给定题目 A:
根据下面关于MySQL字符集的文档节选，“汉字”在utf8字符集中的16进制编码应该是什么？

文档节选:
· · · · · · ·
从认识mysql开始就开始受困于mysql的字符集问题,希望能花点时间搞清楚,下面是一个什么样的问题呢:
“汉字”在utf8的字符集中是6个字节的,然而,这里却是8个字节,怎么解释呢?而且,“汉字”在utf8字符集中的16进制编码应该是“e6 b1 89 e5 ad 97”
参考资料: http://mysql.rjweb.org/doc.php/charcoll
里面有如下一段描述,似乎可以解释上述的问题:
—————————–
“Double encoding” is a term I made up for the following situation. It is a case where “two wrongs make a right”.
⚈ Table defined utf8
⚈ INSERTer declared latin1 (used default instead of doing SET NAMES)
⚈ Data being INSERTed is actually utf8 already.
What happened:
⚈ A 2-byte letter (say, a grave-e) was correctly represented in utf8.
⚈ The INSERT statement handed the 2 bytes to MySQL, but implied the need for conversion
⚈ Each byte was converted to utf8
⚈ The table has 4 bytes.
· · · · · · ·
记录列表:
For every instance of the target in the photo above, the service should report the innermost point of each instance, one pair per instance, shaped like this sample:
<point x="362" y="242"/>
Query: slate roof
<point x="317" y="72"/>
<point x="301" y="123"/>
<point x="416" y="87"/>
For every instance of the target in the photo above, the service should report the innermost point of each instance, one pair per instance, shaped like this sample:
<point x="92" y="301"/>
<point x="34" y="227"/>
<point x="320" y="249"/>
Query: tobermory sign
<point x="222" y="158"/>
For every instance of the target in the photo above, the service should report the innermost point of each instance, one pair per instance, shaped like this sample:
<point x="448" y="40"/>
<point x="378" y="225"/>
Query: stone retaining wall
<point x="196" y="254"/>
· · · · · · ·
给定题目 B:
请将上面的全部记录逐行照抄一遍，不做任何改动。

书面解答 A:
“汉字”在utf8字符集中的16进制编码应该是“e6 b1 89 e5 ad 97”。

书面解答 B:
For every instance of the target in the photo above, the service should report the innermost point of each instance, one pair per instance, shaped like this sample:
<point x="362" y="242"/>
Query: slate roof
<point x="317" y="72"/>
<point x="301" y="123"/>
<point x="416" y="87"/>
For every instance of the target in the photo above, the service should report the innermost point of each instance, one pair per instance, shaped like this sample:
<point x="92" y="301"/>
<point x="34" y="227"/>
<point x="320" y="249"/>
Query: tobermory sign
<point x="222" y="158"/>
For every instance of the target in the photo above, the service should report the innermost point of each instance, one pair per instance, shaped like this sample:
<point x="448" y="40"/>
<point x="378" y="225"/>
Query: stone retaining wall
<point x="196" y="254"/>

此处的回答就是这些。